_Problem to solve:_ Whether an entry is long or short, retype it exactly.

_The data:_
***
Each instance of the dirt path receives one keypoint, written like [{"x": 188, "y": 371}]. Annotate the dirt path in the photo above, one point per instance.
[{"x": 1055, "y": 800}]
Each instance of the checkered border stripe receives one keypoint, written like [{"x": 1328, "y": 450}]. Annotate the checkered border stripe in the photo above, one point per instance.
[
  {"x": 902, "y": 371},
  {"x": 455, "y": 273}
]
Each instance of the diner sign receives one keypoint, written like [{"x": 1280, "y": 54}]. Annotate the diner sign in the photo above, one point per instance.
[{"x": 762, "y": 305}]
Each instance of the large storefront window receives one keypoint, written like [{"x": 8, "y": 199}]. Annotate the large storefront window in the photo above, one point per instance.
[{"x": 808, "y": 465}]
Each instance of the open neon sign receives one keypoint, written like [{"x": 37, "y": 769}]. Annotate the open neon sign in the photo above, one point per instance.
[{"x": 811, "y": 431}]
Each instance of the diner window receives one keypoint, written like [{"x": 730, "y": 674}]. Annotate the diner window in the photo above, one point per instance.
***
_Result for this task:_
Each instance of the dirt path receives one keypoint, written like [{"x": 188, "y": 371}]. Annotate the dirt path in the photo above, one point per instance.
[{"x": 1055, "y": 800}]
Each instance of the checkered border stripe receives one keypoint, written like [{"x": 1328, "y": 450}]. Annotate the checkered border stripe in the photo above, one point per instance.
[
  {"x": 902, "y": 371},
  {"x": 455, "y": 273}
]
Each instance of the diner sign receives one keypoint, written like [{"x": 1280, "y": 54}]. Annotate the diner sign in the photo above, one point per instance.
[{"x": 762, "y": 305}]
Each instance of the large storefront window receives one keypoint, written like [{"x": 8, "y": 199}]. Annotate the large storefront window in the photo above, one point per instance.
[{"x": 808, "y": 465}]
Each instance of the open neon sign receives one keypoint, written like [{"x": 37, "y": 769}]. Annotate the open neon sign in the photo above, one point per instance.
[{"x": 811, "y": 431}]
Each instance of the diner window receives one keypoint, written like [{"x": 730, "y": 674}]. Annotate the diner window in the photo above, one point per instance.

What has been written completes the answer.